Artistas do Axé Music entendem bem de politicagem
Não se sabe, ao certo, o que significa politicagem no dicionário de Ivete. A palavra pode servir para definir bem o que acontece no Carnaval de Salvador quando os artistas, de cima do trio elétrico, rendem animadas homenagens ao prefeito e ao governador, responsáveis por bancarem a festa mais lucrativa para as estrelas do axé music.
Politicagem também poderia ser aceitar participar da despedida do ex-prefeito de Salvador ACM Neto (DEM), que pretendeu realizar uma megafesta de Réveillon na cidade, em 31 de dezembro de 2020, em pleno surto de covid-19. Projeto apenas desestimulado pela desistência de emissoras de televisão em transmitir a festa por não verem motivos de comemoração no país.
Os fãs da cantora correram para listar seus feitos sociais, como doações de cestas básicas e macas. Muito digno. Mas o que o gestor estava convocando era para o uso da sua visibilidade e influência para conscientizar para o grave momento que estamos vivendo. Especialmente entre os mais jovens, grupo em que a contaminação aumenta e as novas variantes do vírus têm sido mais violentas.
Com mais consciência —inclusive política— precisaríamos de menos macas e menos caridade. Responsabilidade, é claro, que não é apenas de Ivete, é de todo cidadão brasileiro, que enxerga a dimensão da crise. Em especial, políticos e gestores, como Vilas-Boas, que tomam decisões sobre investimentos e políticas públicas.
A mesma cobrança por posicionamento da cantora foi feita durante as eleições de 2018, quando todos os indícios dessa tragédia que é o governo Bolsonaro já haviam sido anunciados e o grito de “Ele Não” ecoou pelas ruas, shows e redes sociais Brasil afora, mobilizando engajamento de muitos artistas.
Na oportunidade, Ivete escolheu também ficar de fora. Mesmo com os movimentos passando, literalmente, em frente à sua janela, no Largo do Campo Grande, em Salvador, com cartazes e gritos que já denunciavam as violações de direitos e as ameaças à democracia e à liberdade que agora se concretizam.

**REGISTROS FORNECIDOS**

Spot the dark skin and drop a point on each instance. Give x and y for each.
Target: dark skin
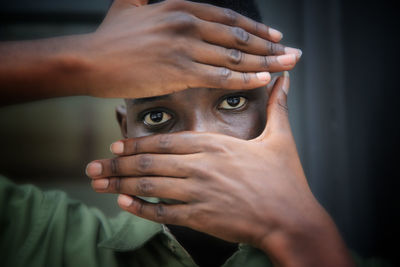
(234, 113)
(174, 39)
(250, 191)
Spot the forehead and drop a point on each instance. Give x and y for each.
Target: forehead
(192, 94)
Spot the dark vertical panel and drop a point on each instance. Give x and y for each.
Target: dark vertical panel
(372, 98)
(325, 109)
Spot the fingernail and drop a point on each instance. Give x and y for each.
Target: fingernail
(287, 60)
(285, 86)
(94, 169)
(291, 50)
(125, 201)
(117, 147)
(275, 33)
(100, 184)
(263, 76)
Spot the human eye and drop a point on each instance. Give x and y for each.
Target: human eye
(156, 118)
(233, 102)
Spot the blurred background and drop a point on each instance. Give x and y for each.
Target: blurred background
(343, 110)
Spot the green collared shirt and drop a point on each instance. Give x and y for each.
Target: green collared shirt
(48, 229)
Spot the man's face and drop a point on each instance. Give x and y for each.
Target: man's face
(236, 113)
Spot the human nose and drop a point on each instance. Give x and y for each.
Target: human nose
(201, 123)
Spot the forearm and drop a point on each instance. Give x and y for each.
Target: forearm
(54, 67)
(308, 244)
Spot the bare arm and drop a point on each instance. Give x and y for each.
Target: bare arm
(146, 51)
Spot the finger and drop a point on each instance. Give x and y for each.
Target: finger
(174, 143)
(162, 213)
(229, 17)
(221, 77)
(139, 2)
(271, 85)
(277, 109)
(141, 165)
(161, 187)
(236, 60)
(235, 37)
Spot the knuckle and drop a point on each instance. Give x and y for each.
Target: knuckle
(273, 48)
(115, 184)
(241, 36)
(265, 61)
(182, 21)
(160, 211)
(231, 16)
(282, 106)
(174, 4)
(256, 27)
(136, 147)
(235, 56)
(245, 77)
(144, 187)
(224, 74)
(144, 162)
(164, 142)
(114, 165)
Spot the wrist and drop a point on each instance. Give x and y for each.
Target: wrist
(307, 243)
(72, 66)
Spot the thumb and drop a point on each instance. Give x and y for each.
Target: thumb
(139, 2)
(277, 109)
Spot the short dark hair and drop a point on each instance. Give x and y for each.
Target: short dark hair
(247, 8)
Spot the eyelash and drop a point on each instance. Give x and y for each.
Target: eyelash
(142, 117)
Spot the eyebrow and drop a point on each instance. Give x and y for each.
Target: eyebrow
(143, 100)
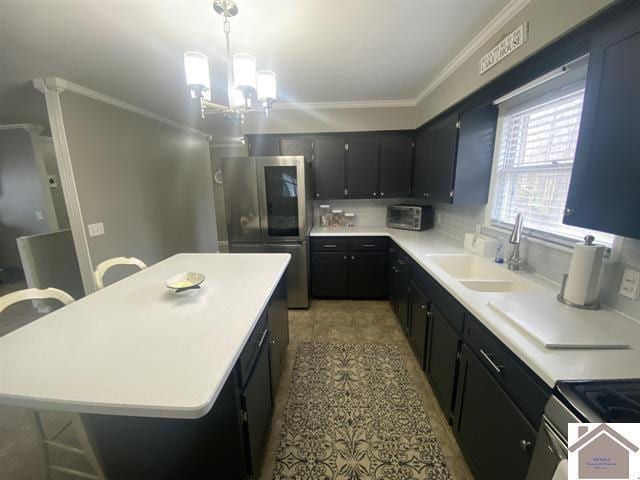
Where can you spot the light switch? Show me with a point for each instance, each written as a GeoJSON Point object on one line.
{"type": "Point", "coordinates": [630, 285]}
{"type": "Point", "coordinates": [96, 229]}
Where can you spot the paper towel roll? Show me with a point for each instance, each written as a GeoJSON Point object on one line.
{"type": "Point", "coordinates": [582, 282]}
{"type": "Point", "coordinates": [562, 471]}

**INSTRUÇÕES DA TAREFA**
Transcreva literalmente a parte do trecho sobre Ivete e a politicagem que fica entre "Artistas do Axé" e "comemoração no país.", inclusive. Baseie-se exclusivamente no trecho para leitura.

**RESOLUÇÃO**
Artistas do Axé Music entendem bem de politicagem
Não se sabe, ao certo, o que significa politicagem no dicionário de Ivete. A palavra pode servir para definir bem o que acontece no Carnaval de Salvador quando os artistas, de cima do trio elétrico, rendem animadas homenagens ao prefeito e ao governador, responsáveis por bancarem a festa mais lucrativa para as estrelas do axé music.
Politicagem também poderia ser aceitar participar da despedida do ex-prefeito de Salvador ACM Neto (DEM), que pretendeu realizar uma megafesta de Réveillon na cidade, em 31 de dezembro de 2020, em pleno surto de covid-19. Projeto apenas desestimulado pela desistência de emissoras de televisão em transmitir a festa por não verem motivos de comemoração no país.